Prompt — Please format the entries below as a numbered list, one line per item, skipping blank lines. Leave the pictures out.

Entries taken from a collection
((
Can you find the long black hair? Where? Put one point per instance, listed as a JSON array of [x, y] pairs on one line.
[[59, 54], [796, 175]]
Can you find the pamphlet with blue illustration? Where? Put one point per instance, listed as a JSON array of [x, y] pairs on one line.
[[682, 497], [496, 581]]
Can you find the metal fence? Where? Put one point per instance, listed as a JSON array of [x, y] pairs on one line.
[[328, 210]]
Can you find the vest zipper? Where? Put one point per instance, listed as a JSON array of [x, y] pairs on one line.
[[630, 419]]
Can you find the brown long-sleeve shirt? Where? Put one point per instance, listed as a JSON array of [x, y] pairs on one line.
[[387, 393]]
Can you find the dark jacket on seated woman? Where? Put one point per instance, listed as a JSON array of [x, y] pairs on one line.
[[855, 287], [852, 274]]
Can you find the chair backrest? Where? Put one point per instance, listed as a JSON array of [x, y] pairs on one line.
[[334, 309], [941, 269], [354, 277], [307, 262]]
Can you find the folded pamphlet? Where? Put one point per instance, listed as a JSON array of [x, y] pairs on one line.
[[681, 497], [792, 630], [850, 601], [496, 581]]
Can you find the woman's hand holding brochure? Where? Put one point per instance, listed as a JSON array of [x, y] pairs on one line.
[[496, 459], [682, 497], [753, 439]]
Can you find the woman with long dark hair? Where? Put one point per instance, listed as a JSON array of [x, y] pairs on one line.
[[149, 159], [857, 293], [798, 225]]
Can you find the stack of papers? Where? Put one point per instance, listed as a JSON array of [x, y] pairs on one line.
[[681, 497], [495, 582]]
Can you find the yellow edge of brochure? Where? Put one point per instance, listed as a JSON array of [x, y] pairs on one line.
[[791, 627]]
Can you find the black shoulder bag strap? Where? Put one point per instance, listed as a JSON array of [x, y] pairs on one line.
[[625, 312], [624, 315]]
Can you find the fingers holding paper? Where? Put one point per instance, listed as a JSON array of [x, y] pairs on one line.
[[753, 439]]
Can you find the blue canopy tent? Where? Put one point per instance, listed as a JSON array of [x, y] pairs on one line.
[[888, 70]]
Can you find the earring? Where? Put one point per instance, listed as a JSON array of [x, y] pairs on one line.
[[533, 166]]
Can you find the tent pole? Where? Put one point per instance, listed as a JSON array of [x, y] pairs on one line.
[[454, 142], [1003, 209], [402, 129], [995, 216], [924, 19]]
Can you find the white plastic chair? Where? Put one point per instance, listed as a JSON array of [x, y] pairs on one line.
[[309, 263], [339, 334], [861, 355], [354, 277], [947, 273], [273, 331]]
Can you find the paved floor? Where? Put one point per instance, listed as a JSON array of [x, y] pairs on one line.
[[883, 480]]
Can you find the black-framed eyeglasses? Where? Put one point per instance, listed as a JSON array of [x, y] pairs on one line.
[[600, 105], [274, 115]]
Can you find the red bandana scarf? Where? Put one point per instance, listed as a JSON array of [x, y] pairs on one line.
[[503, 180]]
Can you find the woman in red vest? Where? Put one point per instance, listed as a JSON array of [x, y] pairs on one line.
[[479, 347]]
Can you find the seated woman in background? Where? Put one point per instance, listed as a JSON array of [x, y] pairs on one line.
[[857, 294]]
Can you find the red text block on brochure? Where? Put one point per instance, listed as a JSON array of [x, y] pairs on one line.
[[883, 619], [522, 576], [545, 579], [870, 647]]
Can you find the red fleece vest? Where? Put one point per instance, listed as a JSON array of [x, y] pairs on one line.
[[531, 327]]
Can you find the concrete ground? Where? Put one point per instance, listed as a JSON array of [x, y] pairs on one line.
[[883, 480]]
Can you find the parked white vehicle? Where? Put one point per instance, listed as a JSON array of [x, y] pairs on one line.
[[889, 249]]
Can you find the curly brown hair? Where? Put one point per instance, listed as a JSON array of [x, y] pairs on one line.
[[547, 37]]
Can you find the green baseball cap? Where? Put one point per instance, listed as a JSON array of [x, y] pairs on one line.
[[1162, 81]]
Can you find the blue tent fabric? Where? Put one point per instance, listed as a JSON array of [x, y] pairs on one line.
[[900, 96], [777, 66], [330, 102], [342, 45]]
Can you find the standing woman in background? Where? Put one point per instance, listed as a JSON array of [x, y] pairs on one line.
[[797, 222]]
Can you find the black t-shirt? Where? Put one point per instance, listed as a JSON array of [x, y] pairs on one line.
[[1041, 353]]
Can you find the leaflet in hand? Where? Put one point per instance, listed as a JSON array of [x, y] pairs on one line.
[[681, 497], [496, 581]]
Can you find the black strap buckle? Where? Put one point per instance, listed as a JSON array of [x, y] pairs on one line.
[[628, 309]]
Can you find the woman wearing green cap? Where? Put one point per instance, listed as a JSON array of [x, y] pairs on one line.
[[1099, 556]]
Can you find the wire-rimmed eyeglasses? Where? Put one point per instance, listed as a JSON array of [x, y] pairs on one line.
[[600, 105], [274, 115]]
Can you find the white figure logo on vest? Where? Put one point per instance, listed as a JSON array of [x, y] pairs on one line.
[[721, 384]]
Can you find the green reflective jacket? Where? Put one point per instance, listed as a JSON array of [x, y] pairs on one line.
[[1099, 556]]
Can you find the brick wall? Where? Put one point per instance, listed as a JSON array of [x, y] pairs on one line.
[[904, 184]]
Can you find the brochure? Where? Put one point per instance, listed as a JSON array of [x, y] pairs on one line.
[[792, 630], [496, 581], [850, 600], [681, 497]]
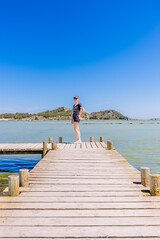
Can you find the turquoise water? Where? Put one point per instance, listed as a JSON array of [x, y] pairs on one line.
[[137, 141]]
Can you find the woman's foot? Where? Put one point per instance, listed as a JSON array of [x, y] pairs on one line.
[[78, 141]]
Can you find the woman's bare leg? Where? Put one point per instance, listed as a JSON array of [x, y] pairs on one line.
[[77, 131]]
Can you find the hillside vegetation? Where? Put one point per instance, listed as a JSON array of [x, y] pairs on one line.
[[62, 113]]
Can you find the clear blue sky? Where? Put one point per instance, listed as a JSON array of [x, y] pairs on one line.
[[105, 51]]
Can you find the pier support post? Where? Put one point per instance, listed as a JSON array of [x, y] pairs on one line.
[[44, 149], [155, 184], [109, 145], [54, 146], [91, 139], [13, 185], [101, 139], [23, 177], [145, 176]]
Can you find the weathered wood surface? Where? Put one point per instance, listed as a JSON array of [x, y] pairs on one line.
[[81, 192]]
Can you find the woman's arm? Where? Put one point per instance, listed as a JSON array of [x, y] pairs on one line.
[[83, 110]]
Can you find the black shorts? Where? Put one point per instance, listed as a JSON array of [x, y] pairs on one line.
[[76, 118]]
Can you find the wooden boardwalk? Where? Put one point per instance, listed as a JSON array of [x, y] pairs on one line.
[[81, 191]]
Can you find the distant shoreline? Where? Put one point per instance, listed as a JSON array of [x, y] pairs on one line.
[[45, 120]]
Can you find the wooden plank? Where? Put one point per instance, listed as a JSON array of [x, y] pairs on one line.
[[80, 194], [99, 231], [79, 213], [81, 221], [115, 205], [80, 191], [87, 199]]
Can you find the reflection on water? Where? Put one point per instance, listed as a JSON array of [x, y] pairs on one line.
[[10, 164], [137, 141]]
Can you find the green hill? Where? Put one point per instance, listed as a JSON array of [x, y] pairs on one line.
[[62, 113], [107, 114]]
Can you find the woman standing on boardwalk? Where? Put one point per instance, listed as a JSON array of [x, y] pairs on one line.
[[76, 117]]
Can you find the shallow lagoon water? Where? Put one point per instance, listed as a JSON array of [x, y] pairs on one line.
[[137, 141]]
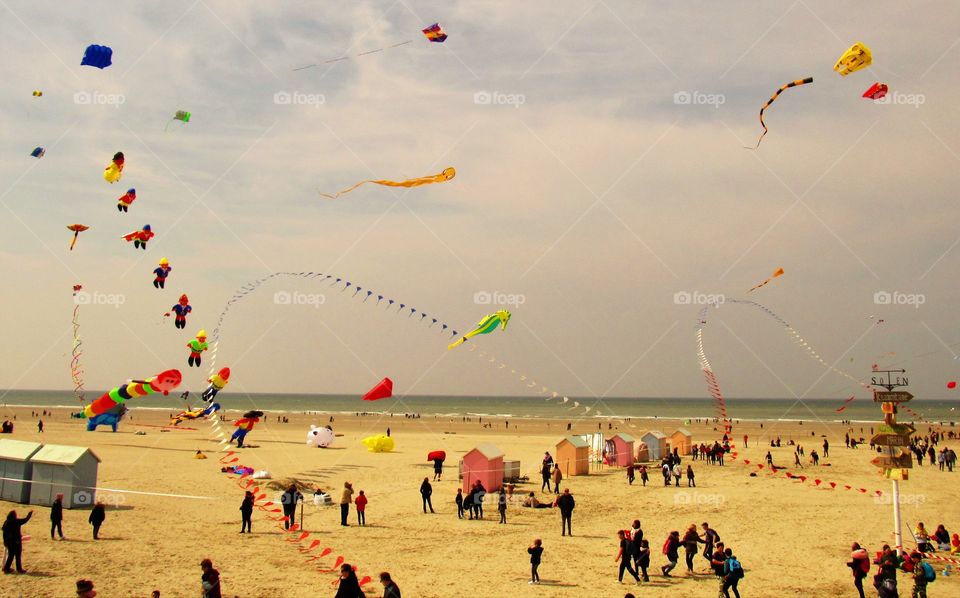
))
Output —
1. Can you find the long black hair? Where? Put one point per instance, listed as a JSON array of [x, y] pairs on one line.
2. [[59, 54], [796, 175]]
3. Can you find the pamphlet with blue illustration? Where? Put one point per instance, listed as a JSON array of [x, y] pairs on one line.
4. [[682, 497], [496, 581]]
5. Can you find the metal fence? Where? Put one point per instance, listed as a JSON array of [x, y] pairs on one line.
6. [[328, 210]]
7. Can you find the vest zipper? Where? Put one point per instance, listed as a JSON array of [x, y] pairs on one line.
8. [[630, 419]]
9. Can you find the brown long-sleeve shirt? Where? Put one point per instance, listed as a JSON array of [x, y] pairs on one line.
10. [[387, 393]]
11. Can you find the dark jacket on seated woman? Where? Put one point per instance, listed as a JSON array of [x, y] pairs on one line.
12. [[855, 287], [852, 274]]
13. Can you find the chair backrest? Where? Put one point per instance, listed as a JSON array of [x, y] pairs on one line.
14. [[334, 309], [941, 269], [354, 277], [307, 262]]
15. Can you find the folded pamphlet? Where? Put one point per instance, listed as a JSON array of [x, y] pairs on one line.
16. [[681, 497], [792, 630], [850, 601], [496, 581]]
17. Can you find the woman's hand holding brochure? Where? Put one point per instance, listed as a JSON array of [x, y] pairs on one line.
18. [[496, 459], [682, 497], [753, 439]]
19. Can you find the woman with long dark hair? Where? Put one point per instance, listed as a JSON array of [x, y] pairs on one line.
20. [[149, 159], [857, 293], [798, 225]]
21. Can you find the stack of papers? Where? Put one point per instance, listed as a JSON array of [x, y] pairs on one line.
22. [[681, 497], [495, 582]]
23. Can you find the yellow edge of brochure? Where? Put one point per instance, listed as a JSON array of [x, y] pairs on one line.
24. [[791, 627]]
25. Can you find the black shoulder bag strap? Where? Put one point per instance, listed as a JSON array of [x, y] pairs on one line.
26. [[625, 312], [624, 315]]
27. Can you find the fingers holding paper? Where? Put one point per instance, listed as a JSON array of [x, y] pairs on one line.
28. [[753, 439]]
29. Can you find the blue canopy tent? Where? Put one point per instance, listed as a JSON array of [x, y] pairs on one line.
30. [[888, 70]]
31. Can you find the earring? Where? Put one point per instance, listed as a JSON array of [x, y] pairs on one line.
32. [[533, 166]]
33. Can you find the tent pole? Where? Put one point per instance, listed as a JSON array of [x, y] pairs on one line.
34. [[454, 142], [1003, 209], [402, 129], [995, 216], [924, 19]]
35. Can you find the white plastic chair? Where? Put one point per instance, listed as a JSON array of [x, y] pairs on one line.
36. [[309, 263], [339, 334], [861, 355], [354, 277], [947, 273], [273, 331]]
37. Can you find the paved floor? Where? Put one point per instance, listed as a JSON array of [x, y] pairs on one line.
38. [[883, 480]]
39. Can you find the black-framed eyeglasses? Where? Put one point per instance, listed as a JSON array of [x, y] pairs on one line.
40. [[600, 105], [274, 115]]
41. Can you find the red bandana scarf? Where? Put one point per instance, listed as a JSON array of [x, y] pairs on one line.
42. [[503, 180]]
43. Can you find the woman in red vest? Where? Put one point per instance, listed as a JSON array of [x, y] pairs on one line.
44. [[479, 347]]
45. Can you find the seated woman in background? Where? Put one point per instance, listed as a JSON array of [x, y] pairs on one line.
46. [[857, 294]]
47. Can you find the red text block on brochure? Where? Put one point per instance, listed as a JSON array of [x, y] pairs on one line.
48. [[883, 619], [522, 576], [545, 579], [870, 647]]
49. Can you find the red fleece vest? Where? Put one point per instance, listed as a JSON array of [x, y] pairs on one line.
50. [[531, 327]]
51. Can you find the concrete ground? Where? Put one point per instance, listed as a JSON array of [x, y] pairs on one line.
52. [[883, 480]]
53. Can you find the parked white vehicle? Where? Put one point per instance, listed as a JSON array of [x, y] pairs on one line.
54. [[889, 249]]
55. Can you find the curly brown hair? Where? Put one point per instance, listed as a JSON array of [x, y] pairs on one line.
56. [[547, 37]]
57. Can you find the green baseball cap? Where? Put one point per instance, listed as a JSON array of [x, y] pairs on one line.
58. [[1162, 81]]
59. Can you find the blue tent fabric? Where? Put one point per instance, listed as a JSON array of [x, y] pairs on one line.
60. [[900, 96], [777, 66], [330, 102], [342, 45]]
61. Can you find the standing woman in background? Where? Put one point per instance, listed as a JSON array of [x, y] pairs on one line.
62. [[797, 222]]
63. Can you find the black t-shirt? Where? Put one point per instance, listed as a JSON array of [x, y] pairs on one line.
64. [[1041, 353]]
65. Can you find the leaflet in hand? Where? Put one point per instance, listed as a JSON array of [x, y] pairs on one line.
66. [[681, 497], [496, 581]]
67. Can you find the black strap buckle? Where? Put one point per instance, listed as a JSON array of [x, y] pairs on one line.
68. [[628, 309]]
69. Can you find the woman wearing green cap? Where? Put one point per instance, listed as a JSON array of [x, y] pairs on one line.
70. [[1099, 556]]
71. Can you find the wire-rimmed eyeglasses? Where? Put one point per instance, listed as a JSON array of [x, y] pairs on one line.
72. [[600, 105], [274, 115]]
73. Can you find the white figure logo on vest? Where? Put one point per instance, listed as a JSON array of [x, y] pairs on one line.
74. [[721, 384]]
75. Can you find the green reflective jacket? Where? Put one point per instance, listed as a JSON array of [x, y] pairs on one line.
76. [[1099, 556]]
77. Can you find the brick wall? Where? Put one point per instance, listed as a JSON array of [x, y] pairs on one line.
78. [[904, 184]]
79. Can you find the brochure? Where? Put one point per instance, listed as a JSON array of [x, y] pairs on one line.
80. [[792, 630], [496, 581], [850, 600], [681, 497]]
81. Can you find the turquoise water? Where? Put one point per instance, listed as a JSON array of [x, y] pairs on one line.
82. [[137, 141]]
83. Can you find the woman's foot? Where? Put one point per instance, listed as a JSON array of [x, y] pairs on one line.
84. [[78, 141]]
85. Can you find the woman's bare leg? Where? Put one point per instance, listed as a JSON array of [x, y] pairs on one line.
86. [[77, 131]]
87. Can you find the hillside vegetation? Where? Put one point per instance, listed as a JSON array of [x, y] pairs on one line.
88. [[62, 113]]
89. Can you find the clear blue sky? Where? Put one point per instance, listed as a JSON array of [x, y] pairs on one line.
90. [[105, 51]]
91. Can you find the pier support post? Where? Put one point per instance, listed as a JSON array of [x, y] pairs on one line.
92. [[44, 149], [155, 184], [109, 145], [54, 146], [91, 139], [13, 185], [101, 139], [23, 177], [145, 176]]
93. Can you find the weathered wood surface? Where? Put one point per instance, listed as a JSON array of [x, y] pairs on one line.
94. [[81, 192]]
95. Can you find the woman's arm? Where? Put one point per instance, listed as a JSON array of [x, y] pairs on one line.
96. [[83, 110]]
97. Can you find the black shorts? Where? Put one point per instance, listed as a JSON array of [x, y] pairs on one line.
98. [[76, 118]]
99. Can you find the wooden boardwalk? Where? Put one point per instance, listed as a JSON array of [x, y] pairs on one line.
100. [[81, 191]]
101. Can you find the distant shoreline? Where? Put one point per instance, listed as a JSON array of [x, y] pairs on one line.
102. [[45, 120]]
103. Can you find the wooden plank? Where? Put one point per instance, listed as a JSON array of [x, y] pairs on one line.
104. [[80, 194], [99, 231], [79, 213], [81, 221], [115, 205], [80, 191], [87, 199]]
105. Can you find the reflection on water? Where? Put one point per instance, listed as a JSON array of [x, y] pairs on one line.
106. [[10, 164], [137, 141]]
107. Can you find the green hill? Where? Put one point per instance, listed as a JSON array of [x, y] pairs on one line.
108. [[62, 113], [107, 114]]
109. Can you find the woman standing on boardwalk? Where? Put one point per instance, listed as a JSON array of [x, y] pairs on one line.
110. [[76, 117]]
111. Can you find the shallow lagoon water? Where? Put one point per instance, listed as a JSON array of [x, y] pairs on one line.
112. [[137, 141]]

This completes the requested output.